## Directions for this task
Copy out, precisely as given, the lines from the line with "Can you see the wooden" to the end of the entries that follow.

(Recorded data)
********************

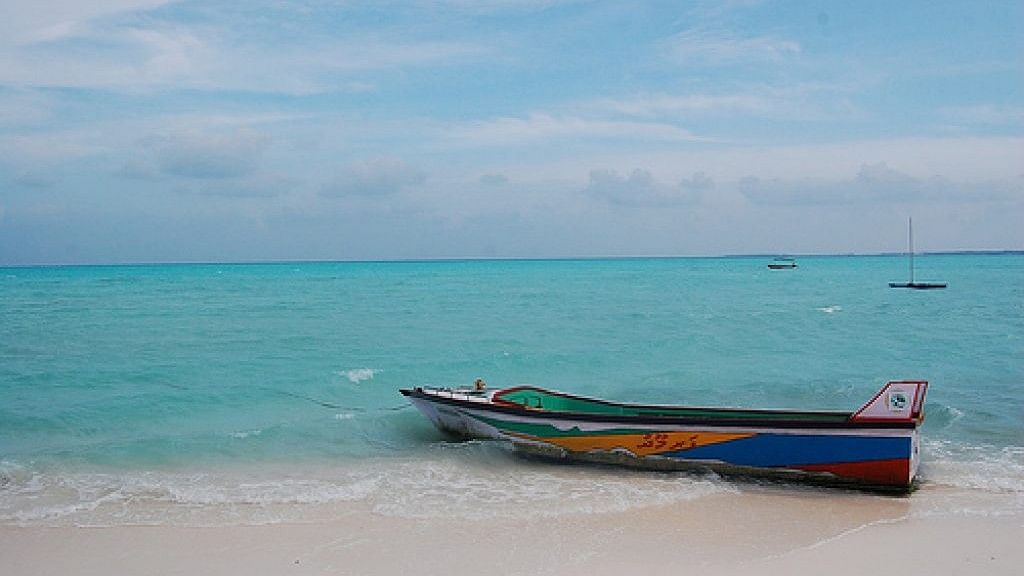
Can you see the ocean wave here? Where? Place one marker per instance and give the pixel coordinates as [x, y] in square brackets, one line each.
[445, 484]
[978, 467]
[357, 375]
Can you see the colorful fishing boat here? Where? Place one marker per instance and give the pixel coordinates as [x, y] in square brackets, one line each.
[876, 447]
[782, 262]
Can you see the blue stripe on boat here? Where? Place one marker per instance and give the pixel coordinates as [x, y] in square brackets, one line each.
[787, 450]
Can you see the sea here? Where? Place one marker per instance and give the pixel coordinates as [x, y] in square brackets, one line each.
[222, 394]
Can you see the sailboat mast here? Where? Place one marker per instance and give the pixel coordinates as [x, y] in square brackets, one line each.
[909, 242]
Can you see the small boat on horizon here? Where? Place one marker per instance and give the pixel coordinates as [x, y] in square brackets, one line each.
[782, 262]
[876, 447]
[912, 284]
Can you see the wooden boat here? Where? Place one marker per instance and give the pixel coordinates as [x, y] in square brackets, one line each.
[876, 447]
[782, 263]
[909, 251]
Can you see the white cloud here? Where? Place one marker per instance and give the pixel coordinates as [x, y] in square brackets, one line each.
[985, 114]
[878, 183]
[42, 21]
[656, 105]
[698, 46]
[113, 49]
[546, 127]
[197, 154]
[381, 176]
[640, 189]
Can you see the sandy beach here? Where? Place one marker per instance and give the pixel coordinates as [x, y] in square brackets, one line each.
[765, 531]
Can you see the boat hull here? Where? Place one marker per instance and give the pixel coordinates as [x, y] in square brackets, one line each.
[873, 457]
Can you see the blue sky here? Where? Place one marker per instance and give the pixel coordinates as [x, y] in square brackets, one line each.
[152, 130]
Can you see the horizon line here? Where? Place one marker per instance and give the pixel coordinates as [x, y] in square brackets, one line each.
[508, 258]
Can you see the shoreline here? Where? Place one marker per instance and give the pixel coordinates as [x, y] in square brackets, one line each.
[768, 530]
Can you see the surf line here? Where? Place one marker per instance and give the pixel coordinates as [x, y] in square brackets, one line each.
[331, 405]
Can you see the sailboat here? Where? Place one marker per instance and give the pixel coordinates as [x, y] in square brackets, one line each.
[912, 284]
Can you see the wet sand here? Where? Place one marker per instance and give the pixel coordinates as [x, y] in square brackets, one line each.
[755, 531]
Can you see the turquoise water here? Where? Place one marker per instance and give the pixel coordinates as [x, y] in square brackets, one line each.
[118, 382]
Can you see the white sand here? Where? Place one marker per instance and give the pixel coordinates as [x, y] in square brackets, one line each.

********************

## Solved exercise
Can you see the wooden boat here? Where? Place one marker per instance and give the pixel coordinates as [x, y] in square brackets, one line each.
[876, 447]
[782, 263]
[909, 251]
Can you see the white cloud here? Where? Place one marker per instance and give the pixel coordinates as [x, y] in square brackets, one line each.
[985, 114]
[878, 183]
[42, 21]
[656, 105]
[698, 46]
[113, 49]
[546, 127]
[197, 154]
[381, 176]
[640, 189]
Can you see the sandy beach here? Where? Place one marker per instance and give the pixel coordinates as [x, y] in square brackets, one line each.
[765, 531]
Can you see the boat hull here? Where? Place one marker per instance and give the pixel coordinates as [x, y] in square brackets, one line each.
[873, 457]
Can you see the blue sky here? Where? Place one marker per instance and give the pixel coordinates as [x, y] in square brackets, one line each.
[152, 130]
Can you see the horizon line here? Where? Place one marker per instance and give the pixel coordinates as [x, y] in square brackets, one line each.
[508, 258]
Can you see the shoreline here? Where? Place one marker per instance and give the pixel coordinates as [x, y] in square brackets, one line each.
[768, 530]
Can you see the surf line here? Where? Place one marker per instance and give the pixel coordinates as [x, y] in square brackets, one line each.
[331, 405]
Can you see the sailboat here? Where? Place one marker per instance and give the pixel coordinates as [x, y] in square brackets, one line each.
[912, 284]
Can you see the wet sand here? Where? Place one marker per instance and give the pixel coordinates as [x, y] in square brackets, one line each.
[755, 531]
Can you see the turquoise water here? Where? Place one marker per instance and give the pixel coordinates as [x, y] in square brackets, one line each.
[118, 382]
Can you see the white sand here? Where? Place one marker per instance and give the pixel coordinates as [x, y] in square brackets, one line each.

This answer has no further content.